== SELECTED TEXT ==

Open manitofigh opened 1 month ago
Hi @manitofigh,
Thank you for reporting this issue. I will take a more detailed look this week. Just as a few questions:
NUM_L3_SLICES
environment variable to see if the problem persists?Thank you for the quick response!
INFO: Algorithm: default
WARN: Number of sets: 40960 is not a power of 2,
please double check the number of slicesINFO: 20 L3 slices detected, does it look right?
ERROR: Failed to detect cache latencies after 5 retries
INFO: Cache latencies: L1D: 40; L2: 100; L3: 102; DRAM: 198
INFO: Cache hit thresholds: L1D: 0; L2: 0; L3: 0
INFO: Latency upper bound for interrupts: 0
ERROR: Failed to initialize cache env!
It's worth mentioning that Transparent Huge Page (THP) on both the host and the VM is enabled, and set to `[always]`.
Also, the VM's vCPUs are pinned to the host's cores to reduce unexpected behavior due to events like vCPU migration, etc.
A very quick check seems to suggest that the fault likely occurred at this line. Because without setting the correct number of L3 slices, cache_congruent_stride(cache)
can return a value greater than the hugepage size, resulting in cands_per_page=0
, and thus triggering a divide-by-zero exception at line 67. I will add some extra checks to safe guard that.
As for the case where you manually set the number of slice, the reason why those thresholds are 0
is because the detected L2/L3 latency does not pass the sanity check: They are too close. The root cause of that is very likely due to Issue #2.

== SUPPLIED INFORMATION ==
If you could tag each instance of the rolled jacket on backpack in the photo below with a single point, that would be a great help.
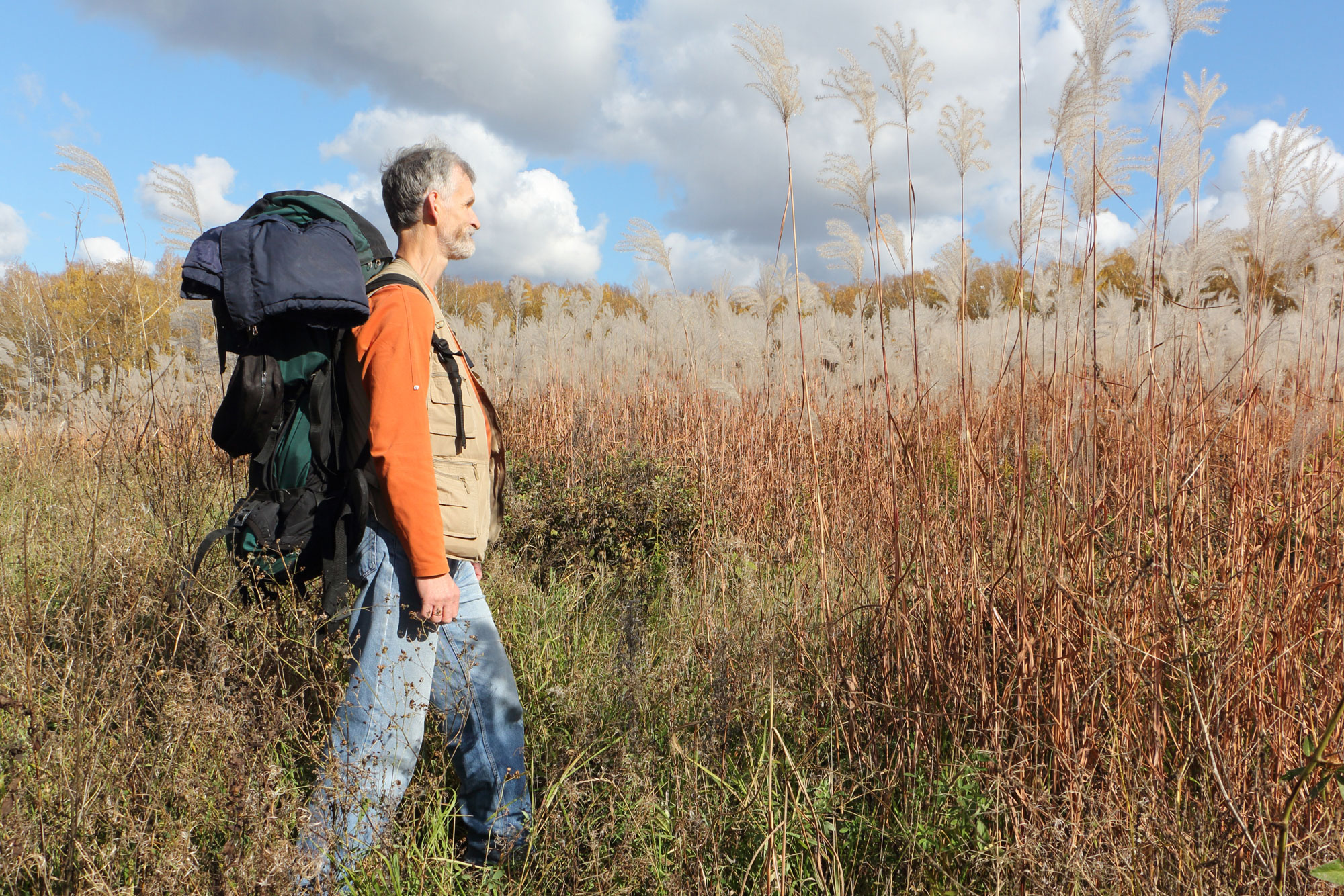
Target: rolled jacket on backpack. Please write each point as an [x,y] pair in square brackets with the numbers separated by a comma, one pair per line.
[267,267]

== WORK TO COMPLETE ==
- a) In the cache-detection thread, at which line would the divide-by-zero exception be triggered?
- b) From the cache-detection thread, retype the passage from "A very quick" up to and including "to Issue #2.".
- c) Continue the cache-detection thread from the point where it stops.

== EXPECTED ANSWERS ==
- a) Line 67.

- b)
A very quick check seems to suggest that the fault likely occurred at this line. Because without setting the correct number of L3 slices, cache_congruent_stride(cache)
can return a value greater than the hugepage size, resulting in cands_per_page=0
, and thus triggering a divide-by-zero exception at line 67. I will add some extra checks to safe guard that.
As for the case where you manually set the number of slice, the reason why those thresholds are 0
is because the detected L2/L3 latency does not pass the sanity check: They are too close. The root cause of that is very likely due to Issue #2.

- c)
Thank you for the insight. Your observation was correct and I got to validate that cands_per_page
was equivalent to 0
right before the division. But the exception seems to be raised even when the correct number of L3 slice is hard-coded and the thresholds also gets to pass the sanity check:
ubuntu@vm1 build git:(master) ✗ ./osc-single-evset LLC -H
INFO: Algorithm: default
WARN: Number of sets: 40960 is not a power of 2,
please double check the number of slicesINFO: 20 L3 slices detected, does it look right?
INFO: Cache latencies: L1D: 36; L2: 106; L3: 216; DRAM: 532
INFO: Cache hit thresholds: L1D: 64; L2: 150; L3: 342
INFO: Latency upper bound for interrupts: 2660
INFO: Test target huge page: 0
*** CANDS PER PAGE ***: 0
[1] 1680140 floating point exception (core dumped) ./osc-single-evset LLC -H
I also see that the core number (which is assumed to be the same as the slice number) is retrieved by using the CPUID
instruction, but unfortunately such values (core, socket, etc) are often inaccurate when observed from inside of a VM. E.g., if we dedicate 16 vCPUs to a VM, it treats it as 16 sockets, each containing 1 core, hence 1 slice.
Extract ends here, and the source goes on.